GIVEN INSTRUCTION
Can you give the material below again, swapping "Run detection on" for "Detect" throughout and changing nothing else? Leave the pictures out of your answer.

PROVIDED DATA
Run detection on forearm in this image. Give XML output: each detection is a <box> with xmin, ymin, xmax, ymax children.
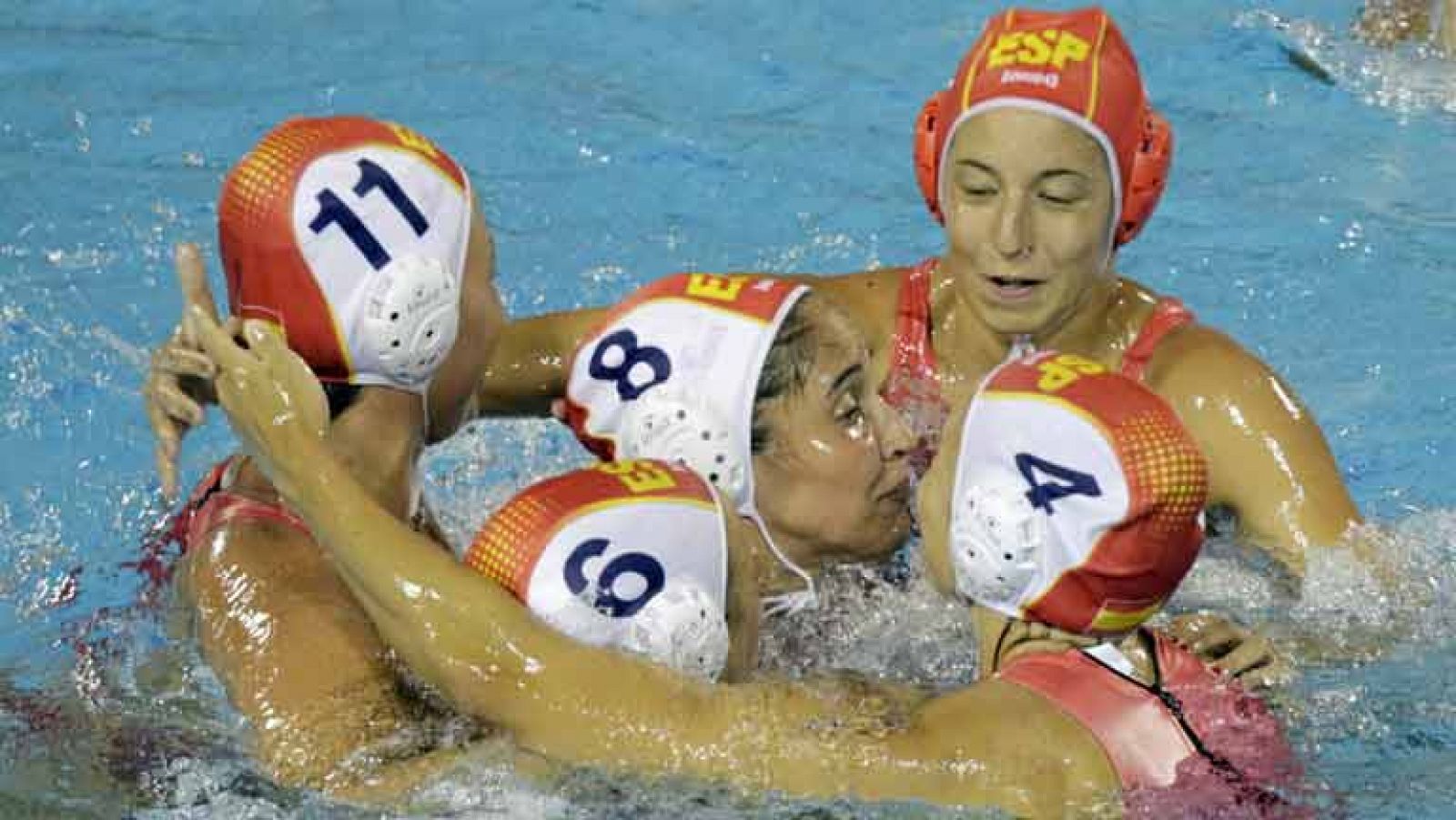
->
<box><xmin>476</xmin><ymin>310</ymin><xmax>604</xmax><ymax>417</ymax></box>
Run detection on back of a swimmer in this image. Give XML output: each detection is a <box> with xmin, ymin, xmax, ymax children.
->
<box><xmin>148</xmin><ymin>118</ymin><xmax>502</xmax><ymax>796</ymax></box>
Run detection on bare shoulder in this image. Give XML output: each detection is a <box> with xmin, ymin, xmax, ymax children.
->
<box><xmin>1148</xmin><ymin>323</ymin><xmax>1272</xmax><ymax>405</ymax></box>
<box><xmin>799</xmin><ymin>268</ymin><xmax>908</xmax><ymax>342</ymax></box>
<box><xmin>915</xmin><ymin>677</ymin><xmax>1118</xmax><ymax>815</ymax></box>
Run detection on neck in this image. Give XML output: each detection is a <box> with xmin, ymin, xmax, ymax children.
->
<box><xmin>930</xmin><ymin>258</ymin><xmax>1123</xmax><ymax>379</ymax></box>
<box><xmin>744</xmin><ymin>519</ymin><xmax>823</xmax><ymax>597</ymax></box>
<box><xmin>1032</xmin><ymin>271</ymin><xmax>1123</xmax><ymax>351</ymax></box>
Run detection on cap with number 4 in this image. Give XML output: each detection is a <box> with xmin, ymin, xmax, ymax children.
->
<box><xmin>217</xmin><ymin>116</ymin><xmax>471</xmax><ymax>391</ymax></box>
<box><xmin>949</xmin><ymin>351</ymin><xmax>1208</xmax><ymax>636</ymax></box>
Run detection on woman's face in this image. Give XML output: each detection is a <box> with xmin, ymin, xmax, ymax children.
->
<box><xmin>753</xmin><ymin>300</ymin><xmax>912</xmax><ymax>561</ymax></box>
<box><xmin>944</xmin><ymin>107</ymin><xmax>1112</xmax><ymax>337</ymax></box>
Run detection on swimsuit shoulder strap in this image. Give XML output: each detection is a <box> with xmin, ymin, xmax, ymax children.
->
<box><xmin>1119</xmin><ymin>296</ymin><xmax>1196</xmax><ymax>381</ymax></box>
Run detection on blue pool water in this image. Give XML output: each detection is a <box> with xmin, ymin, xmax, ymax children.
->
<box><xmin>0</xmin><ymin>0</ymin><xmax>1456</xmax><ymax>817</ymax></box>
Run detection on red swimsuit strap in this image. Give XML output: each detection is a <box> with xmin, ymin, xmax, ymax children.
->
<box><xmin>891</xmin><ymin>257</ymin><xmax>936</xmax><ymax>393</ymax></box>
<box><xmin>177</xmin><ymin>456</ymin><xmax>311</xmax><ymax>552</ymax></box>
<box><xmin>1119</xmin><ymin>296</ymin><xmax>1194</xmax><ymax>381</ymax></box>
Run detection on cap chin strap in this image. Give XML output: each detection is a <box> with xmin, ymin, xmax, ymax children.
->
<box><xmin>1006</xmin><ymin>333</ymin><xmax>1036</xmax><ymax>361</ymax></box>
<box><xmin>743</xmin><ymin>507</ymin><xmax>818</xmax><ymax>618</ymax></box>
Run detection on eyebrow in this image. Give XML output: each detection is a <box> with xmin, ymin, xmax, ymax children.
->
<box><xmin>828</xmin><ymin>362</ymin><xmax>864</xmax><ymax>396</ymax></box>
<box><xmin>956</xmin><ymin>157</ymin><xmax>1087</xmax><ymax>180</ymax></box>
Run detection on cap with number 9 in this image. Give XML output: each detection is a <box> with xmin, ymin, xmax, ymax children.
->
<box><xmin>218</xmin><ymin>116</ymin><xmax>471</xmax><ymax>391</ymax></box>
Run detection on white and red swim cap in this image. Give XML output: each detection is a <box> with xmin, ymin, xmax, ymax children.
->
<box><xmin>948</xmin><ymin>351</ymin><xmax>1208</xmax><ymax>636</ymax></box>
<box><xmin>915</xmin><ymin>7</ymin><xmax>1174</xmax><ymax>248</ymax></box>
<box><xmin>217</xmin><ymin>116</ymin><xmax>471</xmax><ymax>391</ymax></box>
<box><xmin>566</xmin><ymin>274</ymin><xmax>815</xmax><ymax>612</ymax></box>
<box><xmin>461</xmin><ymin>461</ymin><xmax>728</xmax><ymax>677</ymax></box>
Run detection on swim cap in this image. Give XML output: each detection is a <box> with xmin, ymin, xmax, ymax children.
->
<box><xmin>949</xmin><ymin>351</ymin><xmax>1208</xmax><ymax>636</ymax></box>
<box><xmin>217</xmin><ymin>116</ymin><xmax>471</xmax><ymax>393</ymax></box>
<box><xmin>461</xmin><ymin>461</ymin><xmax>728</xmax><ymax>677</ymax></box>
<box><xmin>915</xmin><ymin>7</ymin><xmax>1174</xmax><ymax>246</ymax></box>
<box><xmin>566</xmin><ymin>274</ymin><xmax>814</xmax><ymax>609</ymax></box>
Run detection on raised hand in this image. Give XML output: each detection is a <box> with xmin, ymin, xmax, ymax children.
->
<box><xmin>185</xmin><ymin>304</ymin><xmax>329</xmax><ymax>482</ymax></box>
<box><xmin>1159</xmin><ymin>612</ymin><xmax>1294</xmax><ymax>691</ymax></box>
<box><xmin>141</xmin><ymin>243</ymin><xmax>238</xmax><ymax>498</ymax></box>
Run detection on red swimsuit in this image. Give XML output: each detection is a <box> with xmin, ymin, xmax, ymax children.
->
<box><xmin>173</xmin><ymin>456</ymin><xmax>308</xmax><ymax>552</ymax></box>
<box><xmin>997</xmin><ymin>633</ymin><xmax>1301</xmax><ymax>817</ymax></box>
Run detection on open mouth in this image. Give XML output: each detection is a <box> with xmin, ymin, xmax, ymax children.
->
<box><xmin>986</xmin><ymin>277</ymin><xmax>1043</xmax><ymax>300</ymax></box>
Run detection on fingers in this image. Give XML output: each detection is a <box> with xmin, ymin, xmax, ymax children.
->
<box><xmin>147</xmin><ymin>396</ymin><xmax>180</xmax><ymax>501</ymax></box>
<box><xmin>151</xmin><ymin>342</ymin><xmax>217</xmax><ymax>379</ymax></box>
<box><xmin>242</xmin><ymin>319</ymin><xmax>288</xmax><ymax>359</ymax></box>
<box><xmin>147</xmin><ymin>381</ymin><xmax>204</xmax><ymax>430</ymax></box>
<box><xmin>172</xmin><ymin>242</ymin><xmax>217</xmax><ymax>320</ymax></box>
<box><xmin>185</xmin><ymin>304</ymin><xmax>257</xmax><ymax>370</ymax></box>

SOLUTION TO THE PROBLEM
Detect forearm in this image. Give XML output: each detection is a <box> with xmin, ymin, xmax, ymax children.
->
<box><xmin>476</xmin><ymin>310</ymin><xmax>604</xmax><ymax>417</ymax></box>
Detect back of a swimmer in this image. Give XML output: each detection is a <box> with xmin, ymin, xmax, ymax children.
->
<box><xmin>148</xmin><ymin>118</ymin><xmax>502</xmax><ymax>796</ymax></box>
Detect bare shoulder in this image. Give XML output: each detection is a <box> with xmin, ymin, xmax, ymax children.
->
<box><xmin>1148</xmin><ymin>323</ymin><xmax>1272</xmax><ymax>405</ymax></box>
<box><xmin>799</xmin><ymin>268</ymin><xmax>908</xmax><ymax>342</ymax></box>
<box><xmin>915</xmin><ymin>677</ymin><xmax>1118</xmax><ymax>815</ymax></box>
Detect neck in this image. Give XML output: each detection is a <box> with xmin, ymin, xmax, ymax children.
->
<box><xmin>930</xmin><ymin>258</ymin><xmax>1123</xmax><ymax>379</ymax></box>
<box><xmin>744</xmin><ymin>519</ymin><xmax>823</xmax><ymax>597</ymax></box>
<box><xmin>1032</xmin><ymin>271</ymin><xmax>1123</xmax><ymax>351</ymax></box>
Detect cap with number 4 in this image. Give XML output: each detection is a <box> with xmin, ymin, xmax, ymax children.
->
<box><xmin>217</xmin><ymin>116</ymin><xmax>471</xmax><ymax>391</ymax></box>
<box><xmin>949</xmin><ymin>351</ymin><xmax>1208</xmax><ymax>636</ymax></box>
Detect woman's face in this image. Give XML output: each detection is a <box> with xmin, ymin, xmax, ymax children.
->
<box><xmin>753</xmin><ymin>300</ymin><xmax>912</xmax><ymax>561</ymax></box>
<box><xmin>944</xmin><ymin>107</ymin><xmax>1112</xmax><ymax>337</ymax></box>
Detect swimsuit shoulder strap in this image. Give XML output: each detection is a <box> with xmin, ymin, xmax, ymax children.
->
<box><xmin>1119</xmin><ymin>296</ymin><xmax>1196</xmax><ymax>381</ymax></box>
Detect blue pool water in this image. Give XML output: each detection is a <box> with xmin, ymin, xmax, ymax children.
->
<box><xmin>0</xmin><ymin>0</ymin><xmax>1456</xmax><ymax>817</ymax></box>
Detect red swimsuit strap in this image. Give XML output: each detection is a <box> with xmin, ymin, xmax, ymax children.
->
<box><xmin>891</xmin><ymin>257</ymin><xmax>936</xmax><ymax>393</ymax></box>
<box><xmin>177</xmin><ymin>456</ymin><xmax>311</xmax><ymax>552</ymax></box>
<box><xmin>1119</xmin><ymin>296</ymin><xmax>1194</xmax><ymax>381</ymax></box>
Detect cap chin strap in this image. Give XML output: each detection is a <box> with xmin, ymin, xmax, ymax children.
->
<box><xmin>1006</xmin><ymin>333</ymin><xmax>1036</xmax><ymax>361</ymax></box>
<box><xmin>743</xmin><ymin>507</ymin><xmax>818</xmax><ymax>618</ymax></box>
Detect eyebrow in this image. Give XML output: each detection is a <box> with xmin, ymin, xmax, ymax children.
->
<box><xmin>828</xmin><ymin>362</ymin><xmax>864</xmax><ymax>396</ymax></box>
<box><xmin>956</xmin><ymin>157</ymin><xmax>1087</xmax><ymax>180</ymax></box>
Detect cap with number 9 in this image. Give XML output: each detection is a <box> with xmin, ymin, xmax, ymax children.
->
<box><xmin>218</xmin><ymin>116</ymin><xmax>471</xmax><ymax>391</ymax></box>
Detect white and red swim cap in this image. Give XML output: each detection is a <box> with xmin, ymin, xmax, ymax children.
->
<box><xmin>948</xmin><ymin>351</ymin><xmax>1208</xmax><ymax>636</ymax></box>
<box><xmin>915</xmin><ymin>7</ymin><xmax>1174</xmax><ymax>248</ymax></box>
<box><xmin>217</xmin><ymin>116</ymin><xmax>471</xmax><ymax>391</ymax></box>
<box><xmin>566</xmin><ymin>274</ymin><xmax>815</xmax><ymax>612</ymax></box>
<box><xmin>461</xmin><ymin>461</ymin><xmax>728</xmax><ymax>677</ymax></box>
Detect swim cap in this image. Give XML output: each detection is a <box> with xmin, ymin, xmax, ymax children.
->
<box><xmin>949</xmin><ymin>351</ymin><xmax>1208</xmax><ymax>636</ymax></box>
<box><xmin>217</xmin><ymin>116</ymin><xmax>471</xmax><ymax>393</ymax></box>
<box><xmin>461</xmin><ymin>461</ymin><xmax>728</xmax><ymax>677</ymax></box>
<box><xmin>915</xmin><ymin>7</ymin><xmax>1174</xmax><ymax>246</ymax></box>
<box><xmin>566</xmin><ymin>274</ymin><xmax>814</xmax><ymax>609</ymax></box>
Detect raised hand in this image. Give XML output: each detection is a <box> with xmin, ymin, xmax, ymax children.
->
<box><xmin>185</xmin><ymin>304</ymin><xmax>329</xmax><ymax>482</ymax></box>
<box><xmin>1159</xmin><ymin>612</ymin><xmax>1294</xmax><ymax>691</ymax></box>
<box><xmin>141</xmin><ymin>243</ymin><xmax>238</xmax><ymax>498</ymax></box>
Detect red swimsuit in this image. Give XML output: each detection is a <box> with xmin, ymin, xmax, ymax children.
->
<box><xmin>173</xmin><ymin>456</ymin><xmax>308</xmax><ymax>552</ymax></box>
<box><xmin>997</xmin><ymin>633</ymin><xmax>1301</xmax><ymax>817</ymax></box>
Detect open mouth in this image. Give XML output: each detection is a <box> with xmin, ymin, xmax, ymax children.
->
<box><xmin>986</xmin><ymin>277</ymin><xmax>1043</xmax><ymax>300</ymax></box>
Detect fingers in this image. Give XML output: each detection is a <box> with xmin, ymin, xmax, ymax children.
->
<box><xmin>147</xmin><ymin>396</ymin><xmax>180</xmax><ymax>501</ymax></box>
<box><xmin>151</xmin><ymin>342</ymin><xmax>217</xmax><ymax>379</ymax></box>
<box><xmin>242</xmin><ymin>319</ymin><xmax>288</xmax><ymax>359</ymax></box>
<box><xmin>147</xmin><ymin>381</ymin><xmax>204</xmax><ymax>430</ymax></box>
<box><xmin>172</xmin><ymin>242</ymin><xmax>217</xmax><ymax>320</ymax></box>
<box><xmin>185</xmin><ymin>304</ymin><xmax>257</xmax><ymax>370</ymax></box>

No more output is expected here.